**Required task 1**. Reproduce the whole match report that follows, word for word, with nothing changed.

**Selection**.
Physics Athletico 2-4 Hassocks Fatboys
Sussex Sunday League Premier Division
Sunday 1st September 2019
Walmer Road
It’s hard to know what the best part of the opening day of the 2019-20 Sussex Sunday League Premier Division season was. The fact Andy Brown scored a hat-trick on his birthday. The fact that Hassocks Fatboys became the first team to win against Physics Athletico at Walmer Road for three years. Or the fact an ice cream van turned up right on cue at the final whistle.
Given that the ice cream man probably took a good £40 from a flock of green shirts sprinting over to it at the end of the game, you’d probably have to say it was the latter. Charlie was so impressed he bought two for himself, Ronnie declared the bubblegum flavour the best he’d ever had and the strawberry was an absolute delight. The only letdown? A lack of Twisters, scientifically proven to be the best ice cream to cure a hangover.
And there were plenty of hungover faces among the Fatboys squad. It isn’t hard to see why Physics haven’t lost at their home ground for so long because who wants to drive all the way to Seaford on a Sunday morning? Somehow, we’d managed to find 13 willing souls, although the fact that three of them didn’t turn up until 10 minutes before kick off meant the warm up was brief.
One of those latecomers was Jason Gander, making his first appearance for the first team since last September. Gander had an eventful morning after his tyre exploded on the M25 as he travelled down from Essex to play. A 70 mile journey, a wheel change on the side of the busiest road in the country and he still made it for kick off. That one will be getting rolled out in the winter months when somebody pulls out with a minor toothache two hours before the game because it’s raining.
Gander’s late arrival meant he was running the line, which was in itself a problem. He admitted halfway through the game – when a fifth appeal for offside saw no flag raised – that he doesn’t actually understand the offside rule. Which makes a lot of sense given that since Gander made his Fatboys debut in 2012, he must have played close to 500,000 different players onside.

**Items**.
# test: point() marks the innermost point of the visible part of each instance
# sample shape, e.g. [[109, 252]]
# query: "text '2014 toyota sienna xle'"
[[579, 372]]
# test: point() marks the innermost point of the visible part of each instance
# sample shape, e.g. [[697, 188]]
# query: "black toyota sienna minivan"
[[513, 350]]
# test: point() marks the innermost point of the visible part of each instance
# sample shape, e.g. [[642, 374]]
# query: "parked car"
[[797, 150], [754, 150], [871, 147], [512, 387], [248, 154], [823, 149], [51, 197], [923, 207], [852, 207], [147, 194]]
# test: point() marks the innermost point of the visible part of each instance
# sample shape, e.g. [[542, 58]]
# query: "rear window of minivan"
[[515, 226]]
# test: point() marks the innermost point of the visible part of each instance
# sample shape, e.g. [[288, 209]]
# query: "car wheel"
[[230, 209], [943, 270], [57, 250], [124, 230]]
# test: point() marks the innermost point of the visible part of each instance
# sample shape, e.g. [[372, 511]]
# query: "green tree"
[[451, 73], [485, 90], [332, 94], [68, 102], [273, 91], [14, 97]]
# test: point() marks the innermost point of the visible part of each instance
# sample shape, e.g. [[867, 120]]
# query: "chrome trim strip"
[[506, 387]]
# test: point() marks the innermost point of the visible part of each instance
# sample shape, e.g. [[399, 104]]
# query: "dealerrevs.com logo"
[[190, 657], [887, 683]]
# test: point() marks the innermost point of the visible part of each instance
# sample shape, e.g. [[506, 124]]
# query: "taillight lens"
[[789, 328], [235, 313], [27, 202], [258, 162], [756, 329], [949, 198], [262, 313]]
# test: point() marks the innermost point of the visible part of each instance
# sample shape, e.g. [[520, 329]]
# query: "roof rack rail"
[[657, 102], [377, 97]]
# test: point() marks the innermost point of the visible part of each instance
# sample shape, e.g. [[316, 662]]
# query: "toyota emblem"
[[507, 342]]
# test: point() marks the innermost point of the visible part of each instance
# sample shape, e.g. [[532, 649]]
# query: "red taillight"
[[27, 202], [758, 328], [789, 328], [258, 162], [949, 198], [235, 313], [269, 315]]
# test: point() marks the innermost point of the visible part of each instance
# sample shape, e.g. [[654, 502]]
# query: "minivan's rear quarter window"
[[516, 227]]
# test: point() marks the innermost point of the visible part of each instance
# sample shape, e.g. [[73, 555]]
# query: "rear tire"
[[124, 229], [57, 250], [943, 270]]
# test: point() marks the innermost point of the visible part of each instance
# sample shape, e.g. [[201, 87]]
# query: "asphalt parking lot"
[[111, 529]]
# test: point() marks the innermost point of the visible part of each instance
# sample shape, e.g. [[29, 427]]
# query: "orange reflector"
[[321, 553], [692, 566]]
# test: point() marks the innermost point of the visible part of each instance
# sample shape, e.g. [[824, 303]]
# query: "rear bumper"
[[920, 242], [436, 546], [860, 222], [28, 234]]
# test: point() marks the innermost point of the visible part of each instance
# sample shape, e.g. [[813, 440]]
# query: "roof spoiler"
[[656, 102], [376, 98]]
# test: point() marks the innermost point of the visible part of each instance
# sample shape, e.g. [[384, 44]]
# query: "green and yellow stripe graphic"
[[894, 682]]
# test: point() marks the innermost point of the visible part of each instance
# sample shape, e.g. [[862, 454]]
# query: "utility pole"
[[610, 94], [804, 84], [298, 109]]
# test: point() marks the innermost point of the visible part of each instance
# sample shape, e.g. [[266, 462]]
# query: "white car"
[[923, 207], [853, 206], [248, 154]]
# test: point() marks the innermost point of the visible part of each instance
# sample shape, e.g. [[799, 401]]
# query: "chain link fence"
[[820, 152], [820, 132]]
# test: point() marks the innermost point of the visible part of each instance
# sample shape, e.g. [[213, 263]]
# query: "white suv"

**Required task 2**. Render part of the records as a Markdown table with two columns, Number and Record line, giving each line its own row and leaving out blank lines. Begin at the first line of the records, stop after the line that contains "[[513, 350]]", and include only those lines.

**Worked answer 1**.
Physics Athletico 2-4 Hassocks Fatboys
Sussex Sunday League Premier Division
Sunday 1st September 2019
Walmer Road
It’s hard to know what the best part of the opening day of the 2019-20 Sussex Sunday League Premier Division season was. The fact Andy Brown scored a hat-trick on his birthday. The fact that Hassocks Fatboys became the first team to win against Physics Athletico at Walmer Road for three years. Or the fact an ice cream van turned up right on cue at the final whistle.
Given that the ice cream man probably took a good £40 from a flock of green shirts sprinting over to it at the end of the game, you’d probably have to say it was the latter. Charlie was so impressed he bought two for himself, Ronnie declared the bubblegum flavour the best he’d ever had and the strawberry was an absolute delight. The only letdown? A lack of Twisters, scientifically proven to be the best ice cream to cure a hangover.
And there were plenty of hungover faces among the Fatboys squad. It isn’t hard to see why Physics haven’t lost at their home ground for so long because who wants to drive all the way to Seaford on a Sunday morning? Somehow, we’d managed to find 13 willing souls, although the fact that three of them didn’t turn up until 10 minutes before kick off meant the warm up was brief.
One of those latecomers was Jason Gander, making his first appearance for the first team since last September. Gander had an eventful morning after his tyre exploded on the M25 as he travelled down from Essex to play. A 70 mile journey, a wheel change on the side of the busiest road in the country and he still made it for kick off. That one will be getting rolled out in the winter months when somebody pulls out with a minor toothache two hours before the game because it’s raining.
Gander’s late arrival meant he was running the line, which was in itself a problem. He admitted halfway through the game – when a fifth appeal for offside saw no flag raised – that he doesn’t actually understand the offside rule. Which makes a lot of sense given that since Gander made his Fatboys debut in 2012, he must have played close to 500,000 different players onside.

**Worked answer 2**.
| Number | Record line |
|---|---|
| 1 | # test: point() marks the innermost point of the visible part of each instance |
| 2 | # sample shape, e.g. [[109, 252]] |
| 3 | # query: "text '2014 toyota sienna xle'" |
| 4 | [[579, 372]] |
| 5 | # test: point() marks the innermost point of the visible part of each instance |
| 6 | # sample shape, e.g. [[697, 188]] |
| 7 | # query: "black toyota sienna minivan" |
| 8 | [[513, 350]] |